DO THIS:
Edit the items below so that "whole pixels" becomes "integer pixels" everywhere, with nothing else changed. Leave the pictures out of your answer.

-- RECORD EXCERPTS start --

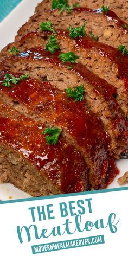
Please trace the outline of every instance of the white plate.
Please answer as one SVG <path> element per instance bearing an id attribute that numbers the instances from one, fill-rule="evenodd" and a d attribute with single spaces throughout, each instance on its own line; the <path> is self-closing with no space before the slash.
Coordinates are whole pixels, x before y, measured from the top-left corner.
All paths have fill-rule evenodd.
<path id="1" fill-rule="evenodd" d="M 2 22 L 0 25 L 1 45 L 0 50 L 9 43 L 12 42 L 20 27 L 21 27 L 29 17 L 34 12 L 37 3 L 42 0 L 23 0 L 19 5 Z M 117 182 L 119 177 L 128 171 L 128 159 L 117 161 L 120 172 L 109 185 L 108 188 L 119 187 Z M 127 187 L 124 185 L 123 187 Z M 9 183 L 0 184 L 0 200 L 8 200 L 30 197 L 30 196 L 14 188 Z"/>

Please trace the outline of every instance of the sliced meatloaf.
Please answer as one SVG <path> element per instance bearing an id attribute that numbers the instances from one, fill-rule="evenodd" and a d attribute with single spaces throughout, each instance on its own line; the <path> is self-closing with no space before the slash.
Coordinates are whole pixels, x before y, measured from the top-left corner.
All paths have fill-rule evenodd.
<path id="1" fill-rule="evenodd" d="M 29 73 L 41 81 L 50 81 L 61 90 L 82 84 L 86 104 L 102 120 L 111 136 L 111 149 L 118 158 L 127 147 L 127 124 L 113 97 L 116 94 L 116 88 L 81 63 L 62 62 L 58 57 L 59 54 L 56 53 L 52 55 L 41 48 L 33 48 L 7 58 L 1 63 L 1 68 L 10 68 L 14 72 Z"/>
<path id="2" fill-rule="evenodd" d="M 1 103 L 0 110 L 1 182 L 33 196 L 89 189 L 87 165 L 63 137 L 47 145 L 43 125 Z"/>
<path id="3" fill-rule="evenodd" d="M 90 37 L 71 39 L 66 31 L 56 31 L 56 38 L 63 52 L 73 52 L 78 61 L 117 89 L 117 100 L 126 117 L 128 116 L 128 56 L 116 48 L 103 44 Z M 21 52 L 32 47 L 45 49 L 51 33 L 31 32 L 16 42 L 9 44 L 0 53 L 0 60 L 11 56 L 8 51 L 15 46 Z"/>
<path id="4" fill-rule="evenodd" d="M 9 73 L 17 78 L 21 75 Z M 76 102 L 49 82 L 34 79 L 21 80 L 16 86 L 12 84 L 11 88 L 4 87 L 2 83 L 6 74 L 1 72 L 1 99 L 47 127 L 62 130 L 63 135 L 87 162 L 91 186 L 104 188 L 111 164 L 110 138 L 100 119 L 86 106 L 85 101 Z"/>
<path id="5" fill-rule="evenodd" d="M 110 9 L 115 12 L 117 15 L 126 22 L 128 23 L 128 1 L 124 0 L 68 0 L 70 6 L 79 3 L 80 7 L 88 7 L 91 9 L 100 8 L 103 4 L 108 5 Z M 52 0 L 43 0 L 39 3 L 36 8 L 35 12 L 40 12 L 41 11 L 52 9 Z"/>
<path id="6" fill-rule="evenodd" d="M 101 10 L 75 8 L 69 14 L 63 10 L 48 10 L 35 14 L 20 29 L 16 40 L 32 31 L 40 29 L 42 22 L 49 21 L 55 29 L 67 29 L 69 26 L 81 26 L 86 21 L 87 35 L 97 34 L 99 41 L 117 48 L 119 44 L 128 47 L 128 31 L 124 27 L 126 24 L 116 15 L 109 11 L 103 13 Z"/>

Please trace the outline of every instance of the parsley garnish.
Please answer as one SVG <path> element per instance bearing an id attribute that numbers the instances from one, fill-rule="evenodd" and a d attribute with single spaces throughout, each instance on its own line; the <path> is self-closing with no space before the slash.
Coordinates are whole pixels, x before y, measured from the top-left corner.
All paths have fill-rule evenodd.
<path id="1" fill-rule="evenodd" d="M 68 88 L 65 90 L 68 98 L 73 98 L 75 101 L 81 101 L 84 100 L 84 85 L 80 85 L 79 86 L 72 88 Z"/>
<path id="2" fill-rule="evenodd" d="M 12 85 L 10 84 L 10 82 L 15 85 L 17 85 L 20 81 L 21 79 L 25 80 L 26 78 L 29 77 L 28 74 L 25 74 L 23 75 L 21 75 L 20 78 L 15 78 L 13 76 L 13 75 L 10 75 L 10 74 L 6 74 L 5 75 L 5 79 L 2 85 L 3 86 L 5 86 L 7 87 L 11 87 Z"/>
<path id="3" fill-rule="evenodd" d="M 109 11 L 109 6 L 107 5 L 105 7 L 104 5 L 101 7 L 101 12 L 104 12 L 105 14 L 107 14 Z"/>
<path id="4" fill-rule="evenodd" d="M 13 56 L 15 53 L 19 53 L 20 52 L 20 50 L 17 49 L 15 46 L 13 46 L 12 48 L 8 51 L 9 53 L 11 53 L 12 55 Z"/>
<path id="5" fill-rule="evenodd" d="M 98 41 L 98 39 L 99 39 L 99 37 L 98 36 L 94 36 L 94 35 L 93 34 L 92 34 L 92 32 L 91 32 L 90 33 L 90 37 L 93 39 L 94 39 L 95 41 Z"/>
<path id="6" fill-rule="evenodd" d="M 53 32 L 54 35 L 56 34 L 56 33 L 53 28 L 53 24 L 50 21 L 45 21 L 44 22 L 42 22 L 40 25 L 40 29 L 42 31 L 50 31 Z"/>
<path id="7" fill-rule="evenodd" d="M 123 25 L 123 28 L 127 29 L 128 28 L 128 25 L 125 24 L 125 25 Z"/>
<path id="8" fill-rule="evenodd" d="M 65 9 L 67 10 L 67 14 L 69 14 L 74 7 L 79 7 L 79 6 L 78 3 L 76 3 L 70 7 L 67 0 L 52 1 L 52 9 L 59 9 L 60 10 L 59 14 L 61 14 Z"/>
<path id="9" fill-rule="evenodd" d="M 27 73 L 26 74 L 23 74 L 23 75 L 21 75 L 20 76 L 20 78 L 23 79 L 23 80 L 25 80 L 27 78 L 29 78 L 29 74 Z"/>
<path id="10" fill-rule="evenodd" d="M 122 55 L 128 54 L 128 50 L 126 48 L 126 46 L 121 44 L 118 47 L 118 50 L 122 52 Z"/>
<path id="11" fill-rule="evenodd" d="M 72 63 L 77 63 L 76 60 L 77 60 L 79 57 L 76 56 L 72 52 L 69 52 L 67 53 L 61 53 L 58 57 L 63 62 L 69 62 Z"/>
<path id="12" fill-rule="evenodd" d="M 48 134 L 50 136 L 45 136 L 47 144 L 55 145 L 58 141 L 62 130 L 56 127 L 54 128 L 46 128 L 42 134 Z"/>
<path id="13" fill-rule="evenodd" d="M 57 43 L 57 40 L 54 35 L 50 36 L 50 39 L 46 46 L 46 50 L 54 53 L 56 50 L 60 49 L 59 46 Z"/>
<path id="14" fill-rule="evenodd" d="M 86 22 L 84 22 L 81 27 L 69 27 L 68 31 L 69 31 L 69 36 L 71 38 L 76 38 L 79 36 L 85 36 L 86 31 L 85 30 L 85 27 Z"/>

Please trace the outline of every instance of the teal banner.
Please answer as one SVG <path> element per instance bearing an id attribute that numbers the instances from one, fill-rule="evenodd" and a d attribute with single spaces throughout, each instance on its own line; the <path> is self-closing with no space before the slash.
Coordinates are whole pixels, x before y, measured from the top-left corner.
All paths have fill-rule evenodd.
<path id="1" fill-rule="evenodd" d="M 0 0 L 0 22 L 21 2 L 22 0 Z"/>
<path id="2" fill-rule="evenodd" d="M 43 252 L 60 251 L 66 249 L 88 246 L 89 245 L 99 245 L 104 243 L 104 235 L 101 235 L 78 239 L 50 242 L 42 245 L 33 245 L 31 248 L 33 254 L 37 254 L 37 253 L 42 253 Z"/>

-- RECORD EXCERPTS end --

RESULT:
Please trace the outline of every instance of the white plate.
Please answer as one SVG <path> element per instance bearing an id attribute that numbers the instances from one, fill-rule="evenodd" and a d attribute with single spaces throughout, each instance on its own line; the <path> is self-closing with no space before the slash.
Coordinates are integer pixels, x before y, measured from the top-left corner.
All paths have fill-rule evenodd.
<path id="1" fill-rule="evenodd" d="M 2 22 L 0 25 L 1 45 L 0 50 L 9 43 L 12 42 L 20 27 L 21 27 L 29 17 L 34 12 L 37 3 L 42 0 L 23 0 L 19 5 Z M 117 182 L 119 177 L 128 171 L 128 159 L 117 161 L 120 172 L 109 185 L 108 188 L 119 187 Z M 127 187 L 124 185 L 123 187 Z M 9 183 L 0 184 L 0 200 L 8 200 L 30 197 L 30 196 L 14 188 Z"/>

Please trace the outline of every instance of the sliced meatloaf.
Please answer as one SVG <path> element per instance bearing an id attribute that numbers the instances from one, fill-rule="evenodd" and a d attribute with single spaces throughout, each instance on its own line; the <path> is self-closing with no space before the slash.
Coordinates are integer pixels, x before y, measured from the top-left corner.
All paths have fill-rule evenodd.
<path id="1" fill-rule="evenodd" d="M 29 73 L 41 81 L 50 81 L 61 90 L 82 84 L 86 104 L 102 120 L 111 136 L 111 149 L 118 158 L 127 147 L 127 124 L 113 97 L 116 94 L 116 88 L 81 63 L 62 62 L 58 57 L 59 54 L 56 53 L 52 55 L 41 48 L 33 48 L 7 58 L 1 63 L 1 68 L 10 68 L 14 72 Z"/>
<path id="2" fill-rule="evenodd" d="M 1 103 L 0 110 L 1 182 L 33 196 L 89 189 L 87 165 L 63 137 L 47 145 L 43 125 Z"/>
<path id="3" fill-rule="evenodd" d="M 90 37 L 71 39 L 66 31 L 56 31 L 56 38 L 63 52 L 73 52 L 78 61 L 117 89 L 117 100 L 126 117 L 128 116 L 128 56 L 116 48 L 103 44 Z M 21 52 L 32 47 L 45 49 L 51 33 L 31 32 L 16 42 L 9 44 L 0 53 L 0 60 L 11 56 L 8 51 L 15 46 Z"/>
<path id="4" fill-rule="evenodd" d="M 9 73 L 17 78 L 21 75 Z M 76 102 L 49 82 L 34 79 L 21 80 L 16 86 L 12 84 L 11 88 L 4 87 L 2 83 L 6 74 L 1 72 L 1 99 L 47 127 L 62 130 L 63 135 L 87 162 L 91 186 L 104 188 L 111 164 L 110 138 L 100 119 L 86 106 L 85 101 Z"/>
<path id="5" fill-rule="evenodd" d="M 110 9 L 115 12 L 117 15 L 126 22 L 128 23 L 128 1 L 124 0 L 68 0 L 70 6 L 79 3 L 80 7 L 88 7 L 91 9 L 100 8 L 103 4 L 108 5 Z M 52 0 L 43 0 L 39 3 L 36 8 L 35 12 L 40 12 L 41 11 L 52 9 Z"/>
<path id="6" fill-rule="evenodd" d="M 101 10 L 75 8 L 69 14 L 63 10 L 48 10 L 35 14 L 20 29 L 16 40 L 32 31 L 40 29 L 42 22 L 49 21 L 55 29 L 67 29 L 69 26 L 81 26 L 86 21 L 87 35 L 97 34 L 99 41 L 117 48 L 119 44 L 128 47 L 128 31 L 124 27 L 126 24 L 116 15 L 109 11 L 103 13 Z"/>

Please trace the outline of every instance of the parsley garnish.
Please answer as one SVG <path> element per instance bearing an id attribute that numbers the instances from one, fill-rule="evenodd" and a d attribute with single spaces throughout, each instance on its own line; the <path> is self-closing with no space before the slash.
Coordinates are integer pixels, x before y, measured from the top-left corner.
All paths have fill-rule evenodd.
<path id="1" fill-rule="evenodd" d="M 68 88 L 65 90 L 68 98 L 73 98 L 75 101 L 81 101 L 84 100 L 84 85 L 80 85 L 79 86 L 72 88 Z"/>
<path id="2" fill-rule="evenodd" d="M 12 85 L 10 84 L 10 82 L 15 85 L 17 85 L 20 81 L 21 79 L 25 80 L 26 78 L 29 77 L 28 74 L 25 74 L 23 75 L 21 75 L 20 78 L 15 78 L 13 76 L 13 75 L 10 75 L 10 74 L 6 74 L 5 75 L 5 79 L 2 85 L 3 86 L 5 86 L 7 87 L 11 87 Z"/>
<path id="3" fill-rule="evenodd" d="M 109 11 L 109 6 L 107 5 L 105 7 L 104 5 L 101 7 L 101 12 L 104 12 L 105 14 L 107 14 Z"/>
<path id="4" fill-rule="evenodd" d="M 13 56 L 15 53 L 19 53 L 20 52 L 20 50 L 17 49 L 15 46 L 13 46 L 12 48 L 8 51 L 9 53 L 11 53 L 12 55 Z"/>
<path id="5" fill-rule="evenodd" d="M 98 41 L 98 39 L 99 39 L 99 37 L 98 36 L 94 36 L 94 35 L 93 34 L 92 34 L 92 32 L 91 32 L 90 33 L 90 37 L 93 39 L 94 39 L 95 41 Z"/>
<path id="6" fill-rule="evenodd" d="M 53 32 L 54 35 L 56 34 L 56 33 L 53 28 L 53 24 L 50 21 L 45 21 L 44 22 L 42 22 L 40 25 L 40 29 L 42 31 L 50 31 Z"/>
<path id="7" fill-rule="evenodd" d="M 123 25 L 123 28 L 127 29 L 128 28 L 128 25 L 125 24 L 125 25 Z"/>
<path id="8" fill-rule="evenodd" d="M 65 9 L 67 10 L 67 14 L 69 14 L 74 7 L 79 7 L 79 6 L 78 3 L 76 3 L 70 7 L 67 0 L 52 1 L 52 9 L 59 9 L 60 10 L 59 14 L 61 14 Z"/>
<path id="9" fill-rule="evenodd" d="M 27 73 L 26 74 L 23 74 L 23 75 L 21 75 L 20 76 L 20 78 L 23 79 L 23 80 L 25 80 L 27 78 L 29 78 L 29 74 Z"/>
<path id="10" fill-rule="evenodd" d="M 122 55 L 128 54 L 128 50 L 126 48 L 126 46 L 121 44 L 118 47 L 118 50 L 122 52 Z"/>
<path id="11" fill-rule="evenodd" d="M 72 63 L 77 63 L 76 60 L 77 60 L 79 57 L 76 56 L 72 52 L 69 52 L 67 53 L 61 53 L 58 57 L 63 62 L 69 62 Z"/>
<path id="12" fill-rule="evenodd" d="M 48 134 L 50 136 L 45 136 L 47 144 L 55 145 L 58 141 L 62 130 L 56 127 L 54 128 L 46 128 L 42 134 Z"/>
<path id="13" fill-rule="evenodd" d="M 57 43 L 57 40 L 54 35 L 50 36 L 50 39 L 46 46 L 46 50 L 54 53 L 56 50 L 60 49 L 59 46 Z"/>
<path id="14" fill-rule="evenodd" d="M 86 22 L 84 22 L 81 27 L 69 27 L 68 31 L 69 31 L 69 36 L 71 38 L 76 38 L 79 36 L 85 36 L 86 31 L 85 30 L 85 27 Z"/>

Please trace the outline of every instance of the teal banner.
Please answer as one SVG <path> element per instance bearing an id attribute that numbers the instances from one, fill-rule="evenodd" and a d attribute with single spaces throughout, each instance on its own line; the <path> is self-closing with no space before the slash.
Coordinates are integer pixels, x before y, measured from the top-left corner.
All paths have fill-rule evenodd.
<path id="1" fill-rule="evenodd" d="M 0 0 L 0 22 L 21 2 L 22 0 Z"/>
<path id="2" fill-rule="evenodd" d="M 43 252 L 60 251 L 66 249 L 88 246 L 89 245 L 99 245 L 104 243 L 104 235 L 101 235 L 78 239 L 50 242 L 42 245 L 33 245 L 31 248 L 33 254 L 37 254 L 37 253 L 42 253 Z"/>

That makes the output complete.